» **DAFTAR TUGAS**
a - Jawablah pertanyaan berikut berdasarkan teks tentang orang Tionghoa di Batavia:
(i) Pada tahun berapa terjadi pemberontakan orang Cina di Batavia?
(ii) Siapa saja tiga luitenan yang membantu Kapitein Ni Hoe Kong?
(iii) Apa sebutan untuk area tempat pemukiman orang Tionghoa dan migran Cina disatukan?
b - Bagaimana terjemahan bahasa Inggris untuk kalimat "Johannes Thedens dengan sadar mulai membina kerjasama dengan orang-orang Tionghoa dengan mengangkat (kembali) pimpinannya." dari teks tentang orang Tionghoa di Batavia?
c - Tulis ulang teks tentang orang Tionghoa di Batavia, semuanya dari "Oleh karenanya pada" terus ke bawah sampai "baru dari Tiongkok.", dan ganti "Batavia" dengan "Betawi".

» **BAGIAN TEKS**
----

Oleh karenanya pada awal era VOC, pedagang-pedagang kuat asal Tiongkok sudah
banyak di Batavia, salah satu yang utama adalah Ni Hoe Kong (yang kemudian oleh
Pemerintahan VOC mengangkatnya sebagai Kapiten der Chineezen). Dalam
perkembangannya untuk mendukung pertanian tebu dan gula, Gubernur Jenderal
Henricus Zwaardecroon merasa perlu mendatangkan imigran baru dari Tiongkok.
Namun kehadiran imigran Cina di Batavia tidak terlalu berhasil mendongkrak
volume bisnis VOC di Batavia. Ketika aliran imigran ini makin deras masuk,
Gubernur Jenderal membatasi dan menghambat masuknya imigran baru lagi. Namun,
itu tidak mudah. Lalu muncul keputusan pada tahun 1732 untuk mengembalikan dan
‘mendeportasi’ atau mengusirnya ke tengah lautan. Orang Tiongkok yang sudah
turun temurun di Hindia dan imigran-imigran Tiongkok yang baru kadung mencintai
tanah air yang baru, menentang keras keputusan sepihak itu. Ibarat kata siapa
yang berkuasa di Batavia? Orang Belanda sejatinya adalah anak kemarin sore, sementara
orang Tiongkok sudah beranak pinak sejak baheula. Pada tahun 1740 terjadi
pemberontakan orang Cina di Batavia. Ni Hoe Kong berada ditengah-tegah terjadinya
pemberontakan, suatu pemberontakan yang berakhir tragis dengan terbunuhnya
sia-sia sekitar 10.000 orang Cina karena ulah kejam militer VOC yang memiliki
senjata yang lebih kuat . Ni Hoe Kong dalam posisi sulit. Kapitein Ni Hoe Kong
dibantu oleh tiga luitenan (lihat Daghregister, 26 September 1740). Ketiga
luitenan tersebut adalah Oeij Teko, Oeij Sonko, Khouw Tsinko (lihat Tijdschrift
voor Neerland's Indie, 1840). Ni Hoe Kong dicurigai ikut bersekongkol dengan pemberontak
karena Ni Hoe Kong menyembunyikan orang bersenjata di rumahnya. Ni Hoe Kong di
Batavia tidak sendiri tetapi juga terdapat tiga saudaranya yang lain yakni
Nicoangkong, Nilierkong dan Nitjetkong. Mereka berempat adalah anak buah dari
pangeran dari Kaisar Tiongkok sebelumnya (lihat Nederlandsch gedenkboek of
Europische Mercurius,1741). Pasca Perang Cina (lebih tepatnya disebut
Chinezenmoord), Gubernur Jenderal yang baru Johannes Thedens (1741-1743) mulai
beres-beras cuci piring: cooling down. Johannes Thedens, meski ada risiko,
menganggap orang Cina adalah potensi ekonomi yang perlu dimaksimumkan untuk
tujuan VOC. Dalam posisi orang Cina setengah marah dan setengah frustasi,
Johannes Thedens mulai membangkitkan kehidupan orang-orang Cina kembali seperti
sebelum terjadinya perang. Memusuhi orang-orang Cina hanya memperburuk
sendi-sendi ekonomi VOC. Orang-orang Cina bukanlah musuh yang sebenarnya, musuh
VOC yang sebenarnya adalah orang Inggris dan Prancis yang setiap saat dapat
melumpuhkan orang Belanda, orang-orang Cina yang ada di Hindia Timur adalah
orang-orang dari Tanah Tiongkok yang mengadu peruntungan dan mencari kehidupan
baru di Hindia Timur. Johannes Thedens dengan sadar mulai membina kerjasama
dengan orang-orang Tionghoa dengan mengangkat (kembali) pimpinannya. Kebijakan
umum VOC menjadikan penduduk pribumi sebagai subjek diperluas dengan menjadikan
orang Cina sebagai subjek. Pemerintah VOC akan mengontrol orang-orang Cina di
Hindia Timur melalui para pemimpinnya dengan mengangkat (kembali) sejumlah
letnan Cina. Pasca perang (Chinezenmoord) Pemerintah VOC mulai meningkatkan
penataan pola bertempat tinggal di setiap kota-kota utama. Penataan ini juga
sekaligus untuk melakukan pengawasan ketat terhadap orang-orang Cina. Ibarat
kata, yang sudah berlalu, berlalulah. Pola bertempat tinggal orang Tionghoa dan
migran Cina seperti di Batavia, Semarang dan Soerabaja serta Tangerang
disatukan dalam satu area tertentu yang disebut kampement. Area kampement ini
dibatasi oleh batas-batas tertentu yang pada intinya ingin membedakan pemukiman
orang-orang Eropa/Belanda di satu pihak dengan pemukiman orang Tionghoa dan
pribumi di pihak lain. Babak baru partisipasi orang-orang Cina dimulai lagi.

----

» **DATA YANG DITAMPILKAN**
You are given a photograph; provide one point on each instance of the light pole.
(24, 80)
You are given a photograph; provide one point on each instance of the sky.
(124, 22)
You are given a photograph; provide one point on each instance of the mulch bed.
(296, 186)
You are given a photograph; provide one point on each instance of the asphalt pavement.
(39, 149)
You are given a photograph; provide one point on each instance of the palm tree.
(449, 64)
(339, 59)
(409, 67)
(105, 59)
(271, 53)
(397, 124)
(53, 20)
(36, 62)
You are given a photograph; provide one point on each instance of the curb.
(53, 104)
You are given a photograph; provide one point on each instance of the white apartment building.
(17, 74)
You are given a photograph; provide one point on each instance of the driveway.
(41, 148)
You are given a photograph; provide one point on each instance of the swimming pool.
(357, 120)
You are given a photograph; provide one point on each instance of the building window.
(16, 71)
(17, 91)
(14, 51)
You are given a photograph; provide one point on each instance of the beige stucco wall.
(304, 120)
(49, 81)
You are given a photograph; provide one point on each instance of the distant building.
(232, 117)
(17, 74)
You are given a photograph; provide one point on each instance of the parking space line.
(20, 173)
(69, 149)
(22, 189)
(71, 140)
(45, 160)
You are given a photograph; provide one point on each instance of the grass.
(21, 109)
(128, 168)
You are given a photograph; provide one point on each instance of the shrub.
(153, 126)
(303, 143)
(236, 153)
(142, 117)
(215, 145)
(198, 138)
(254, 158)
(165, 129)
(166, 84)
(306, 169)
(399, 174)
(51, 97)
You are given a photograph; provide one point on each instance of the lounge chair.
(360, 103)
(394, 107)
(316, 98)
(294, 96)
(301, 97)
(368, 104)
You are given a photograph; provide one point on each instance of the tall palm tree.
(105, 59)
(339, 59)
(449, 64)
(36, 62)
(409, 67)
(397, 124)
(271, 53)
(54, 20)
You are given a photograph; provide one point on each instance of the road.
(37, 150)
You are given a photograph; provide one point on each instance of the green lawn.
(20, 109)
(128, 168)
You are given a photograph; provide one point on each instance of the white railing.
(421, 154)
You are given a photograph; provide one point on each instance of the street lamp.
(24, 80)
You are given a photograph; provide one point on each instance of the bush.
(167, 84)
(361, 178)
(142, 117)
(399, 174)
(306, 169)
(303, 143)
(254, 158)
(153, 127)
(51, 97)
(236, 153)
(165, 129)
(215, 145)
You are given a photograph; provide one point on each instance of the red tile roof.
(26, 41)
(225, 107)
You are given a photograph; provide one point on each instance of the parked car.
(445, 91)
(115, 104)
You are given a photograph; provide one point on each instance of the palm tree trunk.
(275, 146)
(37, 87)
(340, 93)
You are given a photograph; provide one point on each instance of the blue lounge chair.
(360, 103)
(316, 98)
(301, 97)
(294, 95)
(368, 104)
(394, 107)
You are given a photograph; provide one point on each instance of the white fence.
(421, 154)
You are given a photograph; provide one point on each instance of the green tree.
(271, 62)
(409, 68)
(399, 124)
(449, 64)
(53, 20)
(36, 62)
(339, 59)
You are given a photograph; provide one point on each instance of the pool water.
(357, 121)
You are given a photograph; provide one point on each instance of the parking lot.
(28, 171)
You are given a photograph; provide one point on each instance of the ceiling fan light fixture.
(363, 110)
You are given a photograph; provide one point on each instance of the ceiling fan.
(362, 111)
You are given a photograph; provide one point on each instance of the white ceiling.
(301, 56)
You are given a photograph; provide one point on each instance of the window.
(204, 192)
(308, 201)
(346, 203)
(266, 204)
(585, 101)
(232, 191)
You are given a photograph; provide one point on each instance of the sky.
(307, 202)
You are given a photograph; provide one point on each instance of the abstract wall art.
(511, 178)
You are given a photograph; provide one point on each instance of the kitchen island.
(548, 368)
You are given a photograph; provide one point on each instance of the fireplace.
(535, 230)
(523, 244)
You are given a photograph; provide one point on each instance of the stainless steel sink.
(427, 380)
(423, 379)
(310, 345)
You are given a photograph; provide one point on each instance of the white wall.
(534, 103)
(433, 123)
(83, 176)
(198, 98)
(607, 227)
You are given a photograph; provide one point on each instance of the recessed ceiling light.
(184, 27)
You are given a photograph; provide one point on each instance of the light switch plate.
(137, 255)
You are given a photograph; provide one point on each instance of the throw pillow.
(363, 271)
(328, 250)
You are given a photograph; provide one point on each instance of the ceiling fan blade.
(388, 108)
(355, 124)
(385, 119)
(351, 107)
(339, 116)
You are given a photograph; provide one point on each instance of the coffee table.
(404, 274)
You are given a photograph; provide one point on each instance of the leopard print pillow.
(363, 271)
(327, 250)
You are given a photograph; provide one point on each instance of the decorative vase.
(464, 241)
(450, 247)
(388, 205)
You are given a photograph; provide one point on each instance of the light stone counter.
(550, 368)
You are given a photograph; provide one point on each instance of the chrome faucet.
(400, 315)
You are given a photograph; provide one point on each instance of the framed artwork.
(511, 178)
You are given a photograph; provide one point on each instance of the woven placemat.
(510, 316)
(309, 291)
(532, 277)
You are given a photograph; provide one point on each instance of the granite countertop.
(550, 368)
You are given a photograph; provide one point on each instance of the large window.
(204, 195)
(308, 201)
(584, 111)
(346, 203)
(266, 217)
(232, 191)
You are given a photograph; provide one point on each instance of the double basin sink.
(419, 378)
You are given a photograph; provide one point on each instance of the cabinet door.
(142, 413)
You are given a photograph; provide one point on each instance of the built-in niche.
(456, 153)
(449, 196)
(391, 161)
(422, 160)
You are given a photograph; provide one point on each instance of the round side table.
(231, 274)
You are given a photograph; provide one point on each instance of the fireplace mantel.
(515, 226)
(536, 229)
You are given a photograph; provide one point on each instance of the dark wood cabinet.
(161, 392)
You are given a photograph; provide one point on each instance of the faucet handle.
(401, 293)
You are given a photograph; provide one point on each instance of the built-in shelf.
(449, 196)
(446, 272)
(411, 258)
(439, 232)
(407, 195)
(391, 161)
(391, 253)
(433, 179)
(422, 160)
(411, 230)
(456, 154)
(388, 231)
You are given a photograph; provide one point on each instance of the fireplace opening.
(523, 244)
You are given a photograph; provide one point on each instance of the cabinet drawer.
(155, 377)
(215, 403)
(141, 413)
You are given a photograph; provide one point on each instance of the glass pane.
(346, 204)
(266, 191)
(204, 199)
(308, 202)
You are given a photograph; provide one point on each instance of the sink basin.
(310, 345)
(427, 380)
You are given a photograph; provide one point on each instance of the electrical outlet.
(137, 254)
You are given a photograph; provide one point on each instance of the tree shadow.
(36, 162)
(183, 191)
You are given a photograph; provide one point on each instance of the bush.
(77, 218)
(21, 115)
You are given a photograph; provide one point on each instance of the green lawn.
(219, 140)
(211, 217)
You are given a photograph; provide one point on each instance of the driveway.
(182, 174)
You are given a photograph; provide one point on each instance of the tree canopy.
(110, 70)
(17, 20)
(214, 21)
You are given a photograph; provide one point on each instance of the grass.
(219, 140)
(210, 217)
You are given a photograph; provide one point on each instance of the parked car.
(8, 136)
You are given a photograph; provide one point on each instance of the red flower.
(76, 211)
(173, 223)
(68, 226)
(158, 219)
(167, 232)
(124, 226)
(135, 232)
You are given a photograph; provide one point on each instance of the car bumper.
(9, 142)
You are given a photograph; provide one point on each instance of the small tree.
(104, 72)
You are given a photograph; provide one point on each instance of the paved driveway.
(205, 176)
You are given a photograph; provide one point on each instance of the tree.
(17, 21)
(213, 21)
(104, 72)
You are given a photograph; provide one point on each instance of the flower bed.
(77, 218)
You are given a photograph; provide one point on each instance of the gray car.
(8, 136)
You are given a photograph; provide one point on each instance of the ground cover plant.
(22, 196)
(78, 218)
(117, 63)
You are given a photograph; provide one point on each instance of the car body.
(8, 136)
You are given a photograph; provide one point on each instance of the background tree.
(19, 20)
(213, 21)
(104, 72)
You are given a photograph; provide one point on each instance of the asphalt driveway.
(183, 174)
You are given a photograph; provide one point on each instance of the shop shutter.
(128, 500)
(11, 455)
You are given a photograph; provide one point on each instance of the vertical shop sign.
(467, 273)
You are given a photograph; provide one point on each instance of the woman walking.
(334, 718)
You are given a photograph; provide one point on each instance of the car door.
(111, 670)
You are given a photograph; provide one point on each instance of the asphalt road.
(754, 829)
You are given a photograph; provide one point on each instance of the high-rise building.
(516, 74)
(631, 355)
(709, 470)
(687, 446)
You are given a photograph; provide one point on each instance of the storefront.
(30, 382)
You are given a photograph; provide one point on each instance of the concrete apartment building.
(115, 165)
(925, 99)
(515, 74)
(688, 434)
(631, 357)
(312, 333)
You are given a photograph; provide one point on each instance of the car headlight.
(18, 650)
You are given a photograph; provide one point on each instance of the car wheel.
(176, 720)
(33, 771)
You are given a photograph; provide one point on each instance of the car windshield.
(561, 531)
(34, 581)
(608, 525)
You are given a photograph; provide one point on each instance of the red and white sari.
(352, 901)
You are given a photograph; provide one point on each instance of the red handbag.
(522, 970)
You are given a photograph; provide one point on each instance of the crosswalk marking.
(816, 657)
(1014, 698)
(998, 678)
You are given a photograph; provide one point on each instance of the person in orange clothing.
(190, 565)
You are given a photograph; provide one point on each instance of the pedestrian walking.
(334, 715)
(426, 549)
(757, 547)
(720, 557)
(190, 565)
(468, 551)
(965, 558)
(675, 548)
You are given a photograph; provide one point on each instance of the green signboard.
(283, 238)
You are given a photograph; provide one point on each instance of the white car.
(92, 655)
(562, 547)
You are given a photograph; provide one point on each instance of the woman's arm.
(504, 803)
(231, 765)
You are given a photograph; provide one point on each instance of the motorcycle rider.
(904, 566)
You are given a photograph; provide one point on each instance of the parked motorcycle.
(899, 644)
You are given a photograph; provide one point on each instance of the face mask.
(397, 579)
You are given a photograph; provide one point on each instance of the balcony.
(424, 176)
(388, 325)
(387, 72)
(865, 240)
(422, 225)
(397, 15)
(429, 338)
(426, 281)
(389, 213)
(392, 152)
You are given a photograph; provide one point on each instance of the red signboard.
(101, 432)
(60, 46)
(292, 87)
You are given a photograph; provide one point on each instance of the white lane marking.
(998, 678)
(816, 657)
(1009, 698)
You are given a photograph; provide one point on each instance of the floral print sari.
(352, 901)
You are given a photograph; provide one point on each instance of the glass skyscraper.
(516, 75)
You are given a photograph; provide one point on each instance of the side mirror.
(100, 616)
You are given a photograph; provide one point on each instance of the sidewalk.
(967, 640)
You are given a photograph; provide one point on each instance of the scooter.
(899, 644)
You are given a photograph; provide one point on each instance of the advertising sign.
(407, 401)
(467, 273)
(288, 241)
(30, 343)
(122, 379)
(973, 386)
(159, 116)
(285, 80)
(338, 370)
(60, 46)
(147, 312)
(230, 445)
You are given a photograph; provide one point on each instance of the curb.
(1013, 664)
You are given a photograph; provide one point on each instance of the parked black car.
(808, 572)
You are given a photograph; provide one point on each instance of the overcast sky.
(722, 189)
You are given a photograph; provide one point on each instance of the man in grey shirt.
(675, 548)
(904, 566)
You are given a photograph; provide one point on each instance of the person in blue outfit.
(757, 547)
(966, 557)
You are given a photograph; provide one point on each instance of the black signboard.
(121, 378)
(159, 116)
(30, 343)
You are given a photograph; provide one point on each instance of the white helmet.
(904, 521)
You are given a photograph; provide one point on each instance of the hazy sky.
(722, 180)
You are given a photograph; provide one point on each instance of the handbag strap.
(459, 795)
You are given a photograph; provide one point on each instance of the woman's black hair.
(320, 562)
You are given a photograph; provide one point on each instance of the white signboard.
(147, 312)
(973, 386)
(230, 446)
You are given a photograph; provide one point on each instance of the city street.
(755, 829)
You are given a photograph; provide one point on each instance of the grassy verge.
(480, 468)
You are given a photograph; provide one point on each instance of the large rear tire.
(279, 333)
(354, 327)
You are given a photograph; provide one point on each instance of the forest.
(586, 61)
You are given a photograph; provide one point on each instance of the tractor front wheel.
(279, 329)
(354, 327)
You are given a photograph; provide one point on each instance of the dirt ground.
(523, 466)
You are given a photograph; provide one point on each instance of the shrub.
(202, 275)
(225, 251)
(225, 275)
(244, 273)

----

» **JAWABAN TIAP TUGAS**
a -
(i) 1740
(ii) Oeij Teko, Oeij Sonko, dan Khouw Tsinko
(iii) Kampement

b - Johannes Thedens deliberately began to build cooperation with the Chinese by (re)appointing their leaders.

c -
Oleh karenanya pada awal era VOC, pedagang-pedagang kuat asal Tiongkok sudah
banyak di Betawi, salah satu yang utama adalah Ni Hoe Kong (yang kemudian oleh
Pemerintahan VOC mengangkatnya sebagai Kapiten der Chineezen). Dalam
perkembangannya untuk mendukung pertanian tebu dan gula, Gubernur Jenderal
Henricus Zwaardecroon merasa perlu mendatangkan imigran baru dari Tiongkok.